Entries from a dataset
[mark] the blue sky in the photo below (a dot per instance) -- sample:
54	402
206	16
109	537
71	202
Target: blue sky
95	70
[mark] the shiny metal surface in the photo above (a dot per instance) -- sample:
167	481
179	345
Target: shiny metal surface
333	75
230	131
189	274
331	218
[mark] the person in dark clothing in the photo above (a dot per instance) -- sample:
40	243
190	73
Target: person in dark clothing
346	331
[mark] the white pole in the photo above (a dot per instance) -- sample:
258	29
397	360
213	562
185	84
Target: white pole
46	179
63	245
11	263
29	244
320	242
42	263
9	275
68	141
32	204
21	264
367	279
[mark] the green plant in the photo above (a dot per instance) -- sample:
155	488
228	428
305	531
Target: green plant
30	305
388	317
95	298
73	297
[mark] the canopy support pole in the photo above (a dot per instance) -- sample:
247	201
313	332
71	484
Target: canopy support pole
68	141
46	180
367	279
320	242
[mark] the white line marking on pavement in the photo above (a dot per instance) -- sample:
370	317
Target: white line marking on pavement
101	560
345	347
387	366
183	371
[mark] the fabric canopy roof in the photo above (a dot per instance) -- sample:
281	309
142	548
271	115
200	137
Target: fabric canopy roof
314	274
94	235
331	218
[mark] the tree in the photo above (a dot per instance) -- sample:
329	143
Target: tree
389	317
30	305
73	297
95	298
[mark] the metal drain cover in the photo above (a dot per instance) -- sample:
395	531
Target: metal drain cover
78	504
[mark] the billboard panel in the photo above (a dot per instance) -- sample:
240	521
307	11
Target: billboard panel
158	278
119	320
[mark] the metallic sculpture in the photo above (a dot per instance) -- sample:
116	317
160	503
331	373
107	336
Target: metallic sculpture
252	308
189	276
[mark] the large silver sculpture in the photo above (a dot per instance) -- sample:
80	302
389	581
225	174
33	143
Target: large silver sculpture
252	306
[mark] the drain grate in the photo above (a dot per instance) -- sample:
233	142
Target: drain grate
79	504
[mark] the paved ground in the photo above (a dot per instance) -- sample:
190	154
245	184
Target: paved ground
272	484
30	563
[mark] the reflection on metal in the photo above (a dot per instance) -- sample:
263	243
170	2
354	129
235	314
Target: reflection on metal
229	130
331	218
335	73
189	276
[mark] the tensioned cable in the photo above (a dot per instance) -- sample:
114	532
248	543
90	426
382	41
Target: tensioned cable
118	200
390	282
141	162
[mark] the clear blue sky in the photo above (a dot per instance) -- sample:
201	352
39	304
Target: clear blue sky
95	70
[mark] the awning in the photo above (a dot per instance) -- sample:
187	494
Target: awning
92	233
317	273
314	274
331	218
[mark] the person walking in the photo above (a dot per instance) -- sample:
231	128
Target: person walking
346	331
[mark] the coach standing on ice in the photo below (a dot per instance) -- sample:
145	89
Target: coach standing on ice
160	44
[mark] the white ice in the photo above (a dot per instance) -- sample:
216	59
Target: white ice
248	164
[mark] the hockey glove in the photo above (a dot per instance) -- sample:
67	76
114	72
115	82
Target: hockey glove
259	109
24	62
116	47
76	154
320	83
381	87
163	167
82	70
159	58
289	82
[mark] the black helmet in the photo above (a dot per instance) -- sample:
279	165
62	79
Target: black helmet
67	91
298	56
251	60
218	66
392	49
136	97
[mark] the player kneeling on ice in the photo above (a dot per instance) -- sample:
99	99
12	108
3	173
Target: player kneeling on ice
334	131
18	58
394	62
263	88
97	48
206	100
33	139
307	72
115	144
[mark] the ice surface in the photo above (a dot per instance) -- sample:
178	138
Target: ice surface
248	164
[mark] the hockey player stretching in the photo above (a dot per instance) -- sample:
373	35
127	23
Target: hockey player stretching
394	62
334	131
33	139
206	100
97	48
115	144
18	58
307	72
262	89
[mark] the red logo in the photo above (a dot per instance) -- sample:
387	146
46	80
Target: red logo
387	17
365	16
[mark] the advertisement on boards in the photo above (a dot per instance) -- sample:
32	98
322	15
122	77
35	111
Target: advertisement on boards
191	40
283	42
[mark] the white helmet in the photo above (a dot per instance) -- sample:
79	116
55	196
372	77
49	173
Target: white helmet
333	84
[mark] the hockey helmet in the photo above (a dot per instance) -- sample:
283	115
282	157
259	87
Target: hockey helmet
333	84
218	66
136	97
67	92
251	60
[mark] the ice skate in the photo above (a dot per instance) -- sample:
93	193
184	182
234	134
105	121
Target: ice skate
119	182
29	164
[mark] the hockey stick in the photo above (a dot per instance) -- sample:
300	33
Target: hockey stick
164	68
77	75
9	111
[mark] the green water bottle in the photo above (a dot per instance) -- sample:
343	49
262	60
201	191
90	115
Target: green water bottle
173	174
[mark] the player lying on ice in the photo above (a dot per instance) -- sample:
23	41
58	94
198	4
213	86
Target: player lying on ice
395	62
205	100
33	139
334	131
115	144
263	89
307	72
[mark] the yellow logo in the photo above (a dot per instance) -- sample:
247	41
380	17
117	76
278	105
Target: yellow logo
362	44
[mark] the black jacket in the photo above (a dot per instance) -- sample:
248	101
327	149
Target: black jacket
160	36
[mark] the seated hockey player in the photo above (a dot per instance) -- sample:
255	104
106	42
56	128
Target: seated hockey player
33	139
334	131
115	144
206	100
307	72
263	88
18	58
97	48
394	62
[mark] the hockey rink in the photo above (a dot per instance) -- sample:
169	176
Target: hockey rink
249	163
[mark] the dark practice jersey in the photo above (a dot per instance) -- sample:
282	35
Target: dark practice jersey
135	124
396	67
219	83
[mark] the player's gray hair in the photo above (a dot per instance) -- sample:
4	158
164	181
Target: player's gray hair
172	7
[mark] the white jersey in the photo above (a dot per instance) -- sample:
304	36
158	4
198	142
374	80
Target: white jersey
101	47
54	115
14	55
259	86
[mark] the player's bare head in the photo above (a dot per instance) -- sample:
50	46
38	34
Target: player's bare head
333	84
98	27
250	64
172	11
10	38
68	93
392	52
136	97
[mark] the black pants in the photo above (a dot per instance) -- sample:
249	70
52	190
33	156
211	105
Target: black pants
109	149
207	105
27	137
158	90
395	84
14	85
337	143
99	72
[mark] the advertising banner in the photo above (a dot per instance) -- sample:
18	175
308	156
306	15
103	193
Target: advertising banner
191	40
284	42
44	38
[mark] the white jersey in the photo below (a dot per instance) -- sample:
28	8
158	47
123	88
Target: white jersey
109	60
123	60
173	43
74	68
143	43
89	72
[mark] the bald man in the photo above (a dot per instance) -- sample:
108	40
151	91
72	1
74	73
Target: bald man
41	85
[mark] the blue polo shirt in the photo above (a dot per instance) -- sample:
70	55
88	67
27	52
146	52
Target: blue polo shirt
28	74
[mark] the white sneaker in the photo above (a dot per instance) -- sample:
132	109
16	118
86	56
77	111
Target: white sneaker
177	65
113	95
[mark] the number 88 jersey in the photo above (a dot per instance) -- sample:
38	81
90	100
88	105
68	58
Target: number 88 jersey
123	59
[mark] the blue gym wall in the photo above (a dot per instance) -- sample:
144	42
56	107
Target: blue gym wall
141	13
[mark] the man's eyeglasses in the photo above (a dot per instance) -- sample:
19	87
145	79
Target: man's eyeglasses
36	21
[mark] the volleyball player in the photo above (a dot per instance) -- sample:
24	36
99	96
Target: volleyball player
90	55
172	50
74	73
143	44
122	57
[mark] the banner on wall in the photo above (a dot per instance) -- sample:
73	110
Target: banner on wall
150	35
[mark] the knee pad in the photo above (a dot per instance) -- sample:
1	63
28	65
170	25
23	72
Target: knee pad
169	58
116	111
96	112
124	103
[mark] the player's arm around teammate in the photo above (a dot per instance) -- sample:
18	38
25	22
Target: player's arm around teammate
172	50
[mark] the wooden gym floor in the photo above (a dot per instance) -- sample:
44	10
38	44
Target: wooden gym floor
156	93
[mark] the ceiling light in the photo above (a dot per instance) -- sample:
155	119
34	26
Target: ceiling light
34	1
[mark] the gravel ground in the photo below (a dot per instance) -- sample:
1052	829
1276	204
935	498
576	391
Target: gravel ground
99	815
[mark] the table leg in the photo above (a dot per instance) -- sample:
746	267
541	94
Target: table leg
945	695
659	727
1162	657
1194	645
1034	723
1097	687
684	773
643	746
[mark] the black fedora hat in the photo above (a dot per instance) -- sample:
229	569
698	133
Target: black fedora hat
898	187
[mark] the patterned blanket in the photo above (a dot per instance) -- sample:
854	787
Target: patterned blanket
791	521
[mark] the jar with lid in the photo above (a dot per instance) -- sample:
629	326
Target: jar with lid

## Direction:
Each line from the one containing "[mark] the wooden" to the end of the records should be echoed exactly, and no other line.

## Correct result:
[mark] the wooden gym floor in the photo above (a dot per instance) -- sample:
44	10
38	44
Target: wooden gym floor
156	93
[mark] the ceiling light in the photo above (a dot per instance) -- sample:
155	119
34	26
Target: ceiling light
34	1
[mark] the gravel ground in the photo below (a dot per instance) -- sample:
1052	829
1276	204
935	498
576	391
Target: gravel ground
99	815
[mark] the table leg in the photo above (a dot per instance) -- sample:
746	267
541	94
Target: table leg
945	695
659	727
1162	657
1194	645
1034	723
1097	687
684	773
643	746
[mark] the black fedora hat in the photo above (a dot per instance) -- sample:
229	569
698	133
Target: black fedora hat
898	187
[mark] the patterned blanket in the photo above (a dot per instance) -- sample:
854	787
Target: patterned blanket
791	521
[mark] the jar with lid in the photo above (a dot per instance) -- sample:
629	326
Target: jar with lid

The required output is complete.